• TASK PROMPT
Where does the word "green" show up in the records? Copy every line that has it.

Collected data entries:
----------------------------------------
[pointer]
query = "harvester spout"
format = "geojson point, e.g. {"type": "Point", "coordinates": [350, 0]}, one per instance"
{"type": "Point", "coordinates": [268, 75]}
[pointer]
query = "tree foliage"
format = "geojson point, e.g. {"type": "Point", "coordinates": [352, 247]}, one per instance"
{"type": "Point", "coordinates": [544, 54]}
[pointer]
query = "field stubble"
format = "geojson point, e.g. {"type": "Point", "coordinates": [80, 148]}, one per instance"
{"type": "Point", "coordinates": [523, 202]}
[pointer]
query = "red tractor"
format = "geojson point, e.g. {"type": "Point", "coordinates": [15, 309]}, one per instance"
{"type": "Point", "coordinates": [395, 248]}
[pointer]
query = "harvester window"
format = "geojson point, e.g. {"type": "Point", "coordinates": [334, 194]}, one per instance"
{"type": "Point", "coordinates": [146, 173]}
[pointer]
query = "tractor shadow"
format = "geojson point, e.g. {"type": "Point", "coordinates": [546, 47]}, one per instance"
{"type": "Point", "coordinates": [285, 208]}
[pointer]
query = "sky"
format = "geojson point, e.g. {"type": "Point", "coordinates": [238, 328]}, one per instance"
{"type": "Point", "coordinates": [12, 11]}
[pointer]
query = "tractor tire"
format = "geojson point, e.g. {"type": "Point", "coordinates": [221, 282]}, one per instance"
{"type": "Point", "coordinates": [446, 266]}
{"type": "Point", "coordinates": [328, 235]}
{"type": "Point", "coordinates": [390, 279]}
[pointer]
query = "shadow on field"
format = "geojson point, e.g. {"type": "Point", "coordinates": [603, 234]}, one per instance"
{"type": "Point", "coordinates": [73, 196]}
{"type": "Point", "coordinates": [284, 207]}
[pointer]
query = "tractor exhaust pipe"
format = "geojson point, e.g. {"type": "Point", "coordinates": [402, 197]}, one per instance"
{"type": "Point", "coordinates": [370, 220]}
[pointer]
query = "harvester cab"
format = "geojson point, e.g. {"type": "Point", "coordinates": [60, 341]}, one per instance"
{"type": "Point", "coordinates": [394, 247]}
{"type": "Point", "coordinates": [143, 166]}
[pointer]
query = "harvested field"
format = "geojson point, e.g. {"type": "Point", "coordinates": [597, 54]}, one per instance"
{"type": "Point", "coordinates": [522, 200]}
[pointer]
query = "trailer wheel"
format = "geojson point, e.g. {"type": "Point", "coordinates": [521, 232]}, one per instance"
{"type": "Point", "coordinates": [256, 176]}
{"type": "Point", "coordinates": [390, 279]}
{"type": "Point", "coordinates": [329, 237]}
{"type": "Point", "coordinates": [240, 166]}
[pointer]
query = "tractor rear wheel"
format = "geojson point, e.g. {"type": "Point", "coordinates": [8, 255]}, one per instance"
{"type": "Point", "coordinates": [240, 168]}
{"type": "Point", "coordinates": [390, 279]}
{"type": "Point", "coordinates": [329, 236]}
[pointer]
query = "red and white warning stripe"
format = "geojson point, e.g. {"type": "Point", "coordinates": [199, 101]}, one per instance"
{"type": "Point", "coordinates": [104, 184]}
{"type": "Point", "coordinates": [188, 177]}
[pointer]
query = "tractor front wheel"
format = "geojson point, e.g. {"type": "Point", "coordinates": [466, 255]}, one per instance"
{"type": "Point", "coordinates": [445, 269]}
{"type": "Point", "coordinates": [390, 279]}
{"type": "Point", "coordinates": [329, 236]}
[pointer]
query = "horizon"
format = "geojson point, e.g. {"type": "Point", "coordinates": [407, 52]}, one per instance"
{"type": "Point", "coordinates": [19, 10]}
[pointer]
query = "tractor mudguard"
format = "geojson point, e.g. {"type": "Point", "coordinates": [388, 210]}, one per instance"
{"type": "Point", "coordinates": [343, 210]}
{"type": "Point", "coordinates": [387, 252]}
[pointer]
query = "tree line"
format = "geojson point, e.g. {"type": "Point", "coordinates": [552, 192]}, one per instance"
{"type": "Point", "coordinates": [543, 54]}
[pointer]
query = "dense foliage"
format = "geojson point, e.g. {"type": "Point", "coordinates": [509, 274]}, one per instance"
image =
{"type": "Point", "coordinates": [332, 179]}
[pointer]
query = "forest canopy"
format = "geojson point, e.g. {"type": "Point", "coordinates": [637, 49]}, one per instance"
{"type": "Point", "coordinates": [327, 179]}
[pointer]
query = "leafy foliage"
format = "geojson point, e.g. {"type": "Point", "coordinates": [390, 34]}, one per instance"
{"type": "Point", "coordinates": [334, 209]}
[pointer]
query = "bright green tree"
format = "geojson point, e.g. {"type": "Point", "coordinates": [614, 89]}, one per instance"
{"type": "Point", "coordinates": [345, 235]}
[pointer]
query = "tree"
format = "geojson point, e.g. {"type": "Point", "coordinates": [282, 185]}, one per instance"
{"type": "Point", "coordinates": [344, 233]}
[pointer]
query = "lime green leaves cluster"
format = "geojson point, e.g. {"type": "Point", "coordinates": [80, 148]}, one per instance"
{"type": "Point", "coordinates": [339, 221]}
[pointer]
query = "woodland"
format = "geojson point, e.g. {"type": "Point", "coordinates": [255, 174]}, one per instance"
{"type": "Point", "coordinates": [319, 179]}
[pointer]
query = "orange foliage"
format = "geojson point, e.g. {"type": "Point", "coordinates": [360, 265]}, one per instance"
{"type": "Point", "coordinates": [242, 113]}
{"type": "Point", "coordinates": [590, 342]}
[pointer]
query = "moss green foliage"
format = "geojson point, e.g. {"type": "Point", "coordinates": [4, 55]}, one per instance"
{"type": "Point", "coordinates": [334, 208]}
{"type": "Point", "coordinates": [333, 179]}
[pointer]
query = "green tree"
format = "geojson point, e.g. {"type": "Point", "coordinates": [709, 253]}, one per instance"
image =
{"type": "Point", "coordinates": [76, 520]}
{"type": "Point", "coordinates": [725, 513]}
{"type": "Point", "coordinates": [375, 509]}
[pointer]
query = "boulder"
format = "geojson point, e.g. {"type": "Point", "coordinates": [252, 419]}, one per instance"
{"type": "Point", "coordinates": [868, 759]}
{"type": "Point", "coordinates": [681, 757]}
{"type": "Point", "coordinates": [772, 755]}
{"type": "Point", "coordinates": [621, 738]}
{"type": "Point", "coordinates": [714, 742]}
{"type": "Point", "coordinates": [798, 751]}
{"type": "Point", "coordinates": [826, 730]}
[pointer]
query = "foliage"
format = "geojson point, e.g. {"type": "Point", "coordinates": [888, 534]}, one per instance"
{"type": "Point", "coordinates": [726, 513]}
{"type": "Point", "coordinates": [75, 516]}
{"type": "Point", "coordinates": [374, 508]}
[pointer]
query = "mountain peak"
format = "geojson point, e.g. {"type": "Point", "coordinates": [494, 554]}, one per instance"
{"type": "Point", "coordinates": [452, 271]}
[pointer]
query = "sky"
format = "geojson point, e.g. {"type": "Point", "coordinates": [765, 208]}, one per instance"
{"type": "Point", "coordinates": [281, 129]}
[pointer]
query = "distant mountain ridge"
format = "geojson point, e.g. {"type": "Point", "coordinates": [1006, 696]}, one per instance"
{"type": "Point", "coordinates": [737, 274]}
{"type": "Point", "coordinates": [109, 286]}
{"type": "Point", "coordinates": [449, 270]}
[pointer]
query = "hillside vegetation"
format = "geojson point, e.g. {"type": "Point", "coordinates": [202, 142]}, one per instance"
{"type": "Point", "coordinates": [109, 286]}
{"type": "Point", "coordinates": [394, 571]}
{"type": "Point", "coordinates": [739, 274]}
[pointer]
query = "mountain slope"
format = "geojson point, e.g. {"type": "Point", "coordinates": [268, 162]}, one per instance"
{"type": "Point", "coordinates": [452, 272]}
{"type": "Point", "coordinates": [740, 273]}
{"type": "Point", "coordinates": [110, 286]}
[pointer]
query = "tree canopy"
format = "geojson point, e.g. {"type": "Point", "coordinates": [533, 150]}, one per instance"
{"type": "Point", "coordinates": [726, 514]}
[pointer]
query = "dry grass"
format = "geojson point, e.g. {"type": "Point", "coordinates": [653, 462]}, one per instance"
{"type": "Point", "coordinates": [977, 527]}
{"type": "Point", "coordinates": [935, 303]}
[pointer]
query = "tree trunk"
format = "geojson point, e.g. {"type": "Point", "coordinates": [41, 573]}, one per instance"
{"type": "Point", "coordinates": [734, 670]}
----------------------------------------
• SOLUTION TO THE EXERCISE
query = "bright green tree"
query = "lime green leaves cluster"
query = "moss green foliage"
query = "green tree"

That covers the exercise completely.